> RECORDED DATA
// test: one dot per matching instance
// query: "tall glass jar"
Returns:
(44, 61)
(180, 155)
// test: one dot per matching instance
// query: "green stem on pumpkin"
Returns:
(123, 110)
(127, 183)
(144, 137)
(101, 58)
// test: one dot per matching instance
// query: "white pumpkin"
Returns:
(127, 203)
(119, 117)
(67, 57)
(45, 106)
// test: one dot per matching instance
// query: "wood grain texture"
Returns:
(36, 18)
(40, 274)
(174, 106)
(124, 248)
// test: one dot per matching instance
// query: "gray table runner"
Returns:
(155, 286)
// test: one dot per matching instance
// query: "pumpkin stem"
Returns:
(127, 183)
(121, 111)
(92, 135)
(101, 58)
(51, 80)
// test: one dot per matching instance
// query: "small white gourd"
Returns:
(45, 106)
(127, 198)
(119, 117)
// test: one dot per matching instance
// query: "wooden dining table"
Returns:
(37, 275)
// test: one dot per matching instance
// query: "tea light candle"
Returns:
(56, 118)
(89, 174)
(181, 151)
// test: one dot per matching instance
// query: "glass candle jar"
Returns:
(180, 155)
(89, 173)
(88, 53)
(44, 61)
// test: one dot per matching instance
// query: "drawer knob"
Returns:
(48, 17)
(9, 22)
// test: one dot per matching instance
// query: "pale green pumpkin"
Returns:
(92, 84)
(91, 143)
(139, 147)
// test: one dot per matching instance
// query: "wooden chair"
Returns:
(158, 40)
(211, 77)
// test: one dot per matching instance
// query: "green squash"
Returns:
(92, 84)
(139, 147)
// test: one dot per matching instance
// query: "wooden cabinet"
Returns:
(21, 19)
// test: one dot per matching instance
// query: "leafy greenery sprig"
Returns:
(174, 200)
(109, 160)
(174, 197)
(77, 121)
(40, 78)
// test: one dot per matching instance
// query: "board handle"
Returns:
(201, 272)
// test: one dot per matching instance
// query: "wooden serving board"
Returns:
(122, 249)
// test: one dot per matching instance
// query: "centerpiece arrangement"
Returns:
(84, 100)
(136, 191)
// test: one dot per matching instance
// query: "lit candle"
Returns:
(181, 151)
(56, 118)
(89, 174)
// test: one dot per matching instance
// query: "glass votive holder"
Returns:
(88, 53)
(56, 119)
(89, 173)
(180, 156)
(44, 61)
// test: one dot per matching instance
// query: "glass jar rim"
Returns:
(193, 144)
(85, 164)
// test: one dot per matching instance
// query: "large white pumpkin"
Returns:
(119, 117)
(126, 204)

...

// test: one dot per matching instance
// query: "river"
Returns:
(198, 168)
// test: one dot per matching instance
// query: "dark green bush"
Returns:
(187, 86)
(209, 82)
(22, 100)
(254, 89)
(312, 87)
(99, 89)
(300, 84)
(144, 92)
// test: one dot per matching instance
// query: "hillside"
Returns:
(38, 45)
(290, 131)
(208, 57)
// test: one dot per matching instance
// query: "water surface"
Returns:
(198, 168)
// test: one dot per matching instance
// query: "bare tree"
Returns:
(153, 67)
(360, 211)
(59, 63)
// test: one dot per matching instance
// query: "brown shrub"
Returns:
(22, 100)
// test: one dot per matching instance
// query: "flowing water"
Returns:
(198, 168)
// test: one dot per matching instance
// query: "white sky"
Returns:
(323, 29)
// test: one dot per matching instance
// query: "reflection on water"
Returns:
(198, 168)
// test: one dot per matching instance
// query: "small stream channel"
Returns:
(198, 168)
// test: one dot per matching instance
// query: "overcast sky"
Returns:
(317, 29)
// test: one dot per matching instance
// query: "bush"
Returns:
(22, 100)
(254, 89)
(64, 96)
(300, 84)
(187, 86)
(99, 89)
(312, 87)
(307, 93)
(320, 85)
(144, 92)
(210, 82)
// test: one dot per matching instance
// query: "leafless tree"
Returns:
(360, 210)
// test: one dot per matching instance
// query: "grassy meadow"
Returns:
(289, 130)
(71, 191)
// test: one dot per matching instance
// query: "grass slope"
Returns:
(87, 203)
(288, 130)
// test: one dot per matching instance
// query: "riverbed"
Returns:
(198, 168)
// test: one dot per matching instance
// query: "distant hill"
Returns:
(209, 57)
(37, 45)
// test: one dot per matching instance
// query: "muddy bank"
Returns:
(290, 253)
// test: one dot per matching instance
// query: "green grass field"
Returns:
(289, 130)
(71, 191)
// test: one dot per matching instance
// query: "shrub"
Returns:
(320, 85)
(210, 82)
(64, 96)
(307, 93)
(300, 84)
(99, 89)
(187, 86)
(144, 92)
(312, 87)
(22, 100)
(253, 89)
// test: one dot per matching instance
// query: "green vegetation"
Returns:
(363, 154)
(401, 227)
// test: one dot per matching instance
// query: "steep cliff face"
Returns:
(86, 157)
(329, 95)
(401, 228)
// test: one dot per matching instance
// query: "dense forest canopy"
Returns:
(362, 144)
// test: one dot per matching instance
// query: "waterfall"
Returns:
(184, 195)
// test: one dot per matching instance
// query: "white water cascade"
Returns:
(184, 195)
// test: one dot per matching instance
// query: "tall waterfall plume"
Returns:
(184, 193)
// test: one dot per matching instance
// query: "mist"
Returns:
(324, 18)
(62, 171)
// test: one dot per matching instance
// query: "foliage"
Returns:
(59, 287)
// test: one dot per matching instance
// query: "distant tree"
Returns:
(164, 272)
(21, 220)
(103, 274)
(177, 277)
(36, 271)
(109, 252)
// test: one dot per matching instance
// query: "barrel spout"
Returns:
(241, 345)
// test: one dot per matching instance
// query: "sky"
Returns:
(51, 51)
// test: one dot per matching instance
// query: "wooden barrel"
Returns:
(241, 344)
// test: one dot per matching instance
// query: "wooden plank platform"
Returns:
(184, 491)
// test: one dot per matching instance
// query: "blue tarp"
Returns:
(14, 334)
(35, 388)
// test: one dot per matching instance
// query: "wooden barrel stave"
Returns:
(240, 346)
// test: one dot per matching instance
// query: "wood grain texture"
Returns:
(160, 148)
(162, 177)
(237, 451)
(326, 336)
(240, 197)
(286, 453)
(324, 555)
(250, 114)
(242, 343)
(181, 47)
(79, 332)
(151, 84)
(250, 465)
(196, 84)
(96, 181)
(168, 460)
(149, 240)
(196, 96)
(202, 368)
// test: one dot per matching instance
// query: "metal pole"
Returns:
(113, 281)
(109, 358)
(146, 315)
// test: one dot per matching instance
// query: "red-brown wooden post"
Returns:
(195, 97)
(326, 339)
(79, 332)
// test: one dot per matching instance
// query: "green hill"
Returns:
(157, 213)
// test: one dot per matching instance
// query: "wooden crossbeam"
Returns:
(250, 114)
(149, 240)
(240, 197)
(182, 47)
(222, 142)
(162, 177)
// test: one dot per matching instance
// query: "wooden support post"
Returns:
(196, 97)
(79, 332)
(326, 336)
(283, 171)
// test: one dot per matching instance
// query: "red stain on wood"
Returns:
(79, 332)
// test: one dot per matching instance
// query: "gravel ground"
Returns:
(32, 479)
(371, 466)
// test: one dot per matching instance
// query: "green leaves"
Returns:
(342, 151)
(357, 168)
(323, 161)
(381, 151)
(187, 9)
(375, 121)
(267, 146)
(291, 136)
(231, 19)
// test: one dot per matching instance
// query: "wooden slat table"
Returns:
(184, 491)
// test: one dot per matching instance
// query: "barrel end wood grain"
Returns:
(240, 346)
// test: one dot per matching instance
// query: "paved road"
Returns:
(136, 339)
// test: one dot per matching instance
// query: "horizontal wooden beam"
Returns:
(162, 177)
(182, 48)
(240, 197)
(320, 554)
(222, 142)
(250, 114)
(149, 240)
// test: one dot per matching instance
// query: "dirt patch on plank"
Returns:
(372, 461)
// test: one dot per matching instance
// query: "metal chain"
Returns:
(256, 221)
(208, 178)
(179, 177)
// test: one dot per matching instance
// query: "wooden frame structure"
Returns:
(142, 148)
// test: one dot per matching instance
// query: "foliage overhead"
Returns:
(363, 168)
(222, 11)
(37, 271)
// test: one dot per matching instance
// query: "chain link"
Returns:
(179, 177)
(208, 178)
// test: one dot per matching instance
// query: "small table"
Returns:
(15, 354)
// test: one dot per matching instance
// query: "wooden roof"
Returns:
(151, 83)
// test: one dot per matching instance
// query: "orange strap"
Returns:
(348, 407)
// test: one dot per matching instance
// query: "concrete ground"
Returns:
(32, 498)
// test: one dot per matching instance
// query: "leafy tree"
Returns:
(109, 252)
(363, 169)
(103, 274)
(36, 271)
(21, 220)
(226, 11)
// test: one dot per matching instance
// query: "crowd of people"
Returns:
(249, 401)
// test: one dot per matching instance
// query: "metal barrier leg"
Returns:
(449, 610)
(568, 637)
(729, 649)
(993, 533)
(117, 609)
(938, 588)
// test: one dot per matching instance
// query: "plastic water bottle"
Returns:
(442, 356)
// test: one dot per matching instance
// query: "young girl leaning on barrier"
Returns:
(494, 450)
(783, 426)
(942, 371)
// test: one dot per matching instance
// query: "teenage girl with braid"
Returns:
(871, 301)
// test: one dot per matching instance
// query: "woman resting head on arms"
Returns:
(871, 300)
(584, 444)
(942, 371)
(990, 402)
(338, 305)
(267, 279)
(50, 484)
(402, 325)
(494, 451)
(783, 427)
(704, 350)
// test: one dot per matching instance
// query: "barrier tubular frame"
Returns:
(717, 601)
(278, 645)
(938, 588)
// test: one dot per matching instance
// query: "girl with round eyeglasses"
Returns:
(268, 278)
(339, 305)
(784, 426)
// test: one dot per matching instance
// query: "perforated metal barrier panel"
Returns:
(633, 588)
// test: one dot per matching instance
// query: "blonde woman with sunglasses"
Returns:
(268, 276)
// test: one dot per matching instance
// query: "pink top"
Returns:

> TASK INSTRUCTIONS
What lines in the listing above hold the string "barrel"? List them.

> RESULT FOR THIS TASK
// query: "barrel spout"
// query: "wooden barrel"
// query: "wooden barrel stave"
// query: "barrel end wood grain"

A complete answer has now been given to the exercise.